[Assigned task] Please copy every line of the records below that holds the word "bowl".

[Data records]
<<<<

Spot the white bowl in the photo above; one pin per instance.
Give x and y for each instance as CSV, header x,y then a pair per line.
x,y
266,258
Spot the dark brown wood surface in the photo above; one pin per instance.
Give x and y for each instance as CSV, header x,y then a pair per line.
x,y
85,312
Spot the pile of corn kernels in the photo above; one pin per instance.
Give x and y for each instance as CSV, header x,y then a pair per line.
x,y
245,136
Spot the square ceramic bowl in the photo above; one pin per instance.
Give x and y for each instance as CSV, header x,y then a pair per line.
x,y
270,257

>>>>
<<<<

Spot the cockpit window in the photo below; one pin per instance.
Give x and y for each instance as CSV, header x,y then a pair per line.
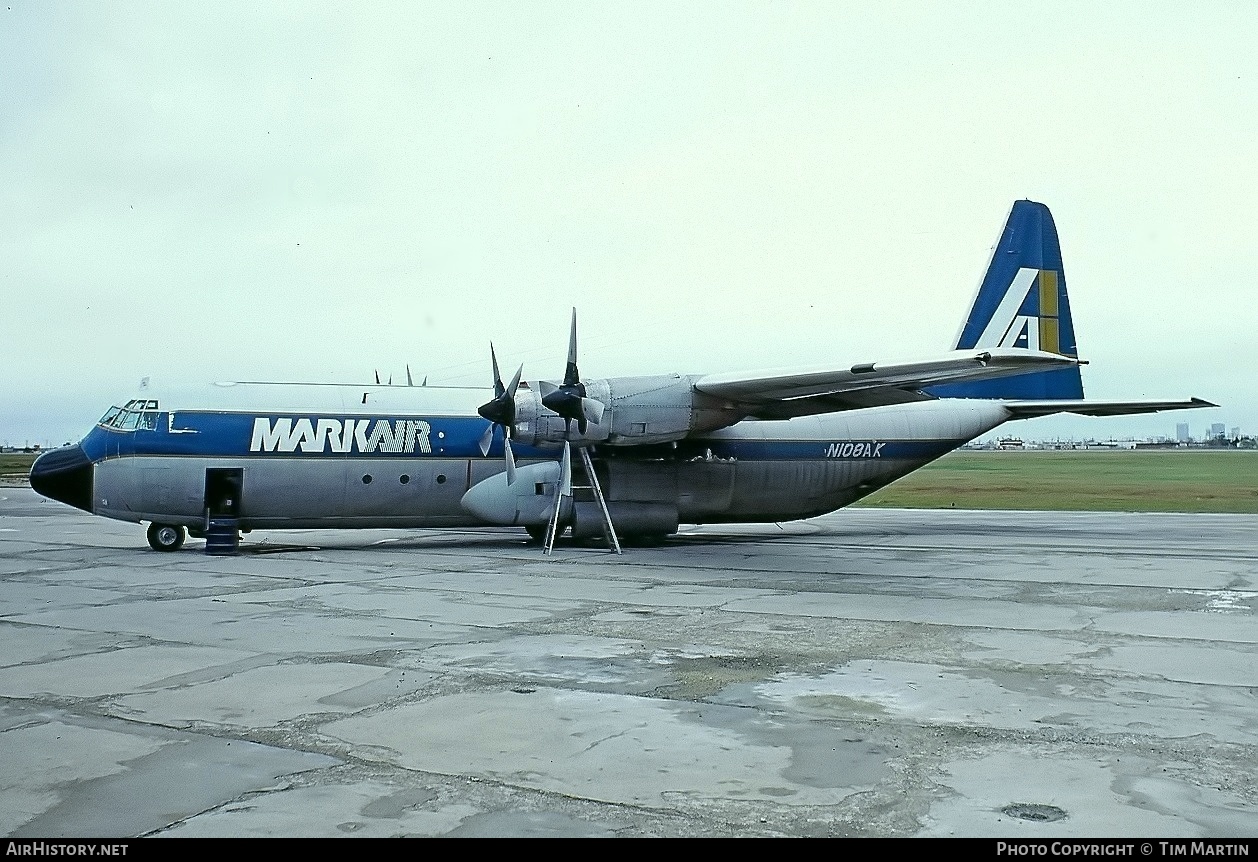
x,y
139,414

>>>>

[Answer to this task]
Spot the white bowl in the photo above; one pin per instance.
Spot the square ceramic bowl in the photo above; one pin per instance.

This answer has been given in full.